What to work on:
• a. State whether each statement below agrees with the repatriation post that follows. For each, answer yes or no and quote the deciding words exactly. (i) The author lived in South Korea for nearly three years. (ii) The author returned to the U.S. in February for a month-long vacation. (iii) Sonya Stutts-Lawrence was an expat for three years.
• b. From the repatriation post that follows, list every thing the author names as having had in Korea during the last three years.

The content of each post is solely written by that contributor and only expresses the contributor's personal views. Each post does not represent the views of all the contributors or Women of Color Living Abroad as an organization. Each contributor is speaking from their own person experiences and/or perspective.

Tuesday, June 19, 2012

Repatriation Series-Sonya

June, 2012-Cha Jones 

Is Home Where the Heart Is?

Home! I thought that was where the heart is. After, being in South Korea for nearly three years my heart was in Seoul. I love that place with all my heart!

 In February of this year, I came back to the U.S. for a month long vacation, but due to some family issues and an unforeseen head on collision my stay began to look permanent.  It’s June and I have just been released from doctor’s care, but the opportunities that were once on the table are no longer there. I’m sure I could return, but I have found an avenue that is allowing me to live on purpose with my passion, and at this time it’s  here in America.

However, after being in Korea for nearly three years I will admit that I feel a little displaced, I am not really at home with being in America. I am, and always will be American, but it doesn’t feel like home anymore when the last three years I have had bank accounts, memberships, friends, special ways of doing things, adventures, relationships, and so much more that carved stability in the reality of my day to day living in Korea. Wow! I just looked in my purse and I found my Korean credit card, I even have credit to this day in Korea, and to leave all of that and return “home” is very challenging for me to accept.

I have no doubt that living the life of an Expatriate is still available to me, and I think that I will return to it sooner than later. However, at this time I am where I am suppose to be, but honestly speaking there are some many things about Korea that still makes it “home” for me, which has me thinking, “Am I the only one who has lived abroad and feel this way?” So, with that question, I decided to start a series on WOCLA's blog asking other women to talk about their journey of Repatriation.  So, join me as I interview some young women who have lived abroad and for one reason another have come “home.”

Name: Sonya Stutts-Lawrence
Current location: Buffalo, NY
Where are you repatriating from? South Korea

How long were you an expat? 2 years

What was the hardest thing for you to adjust to as an expat? Language barrier

How did you adjust to the language barrier (what did you do to overcome this)?

Data excerpt:
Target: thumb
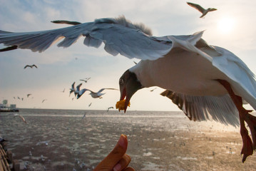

Exercise answers:
• a.
(i) Yes: "After, being in South Korea for nearly three years my heart was in Seoul."
(ii) Yes: "In February of this year, I came back to the U.S. for a month long vacation"
(iii) No: "How long were you an expat? 2 years"

• b. bank accounts, memberships, friends, special ways of doing things, adventures, relationships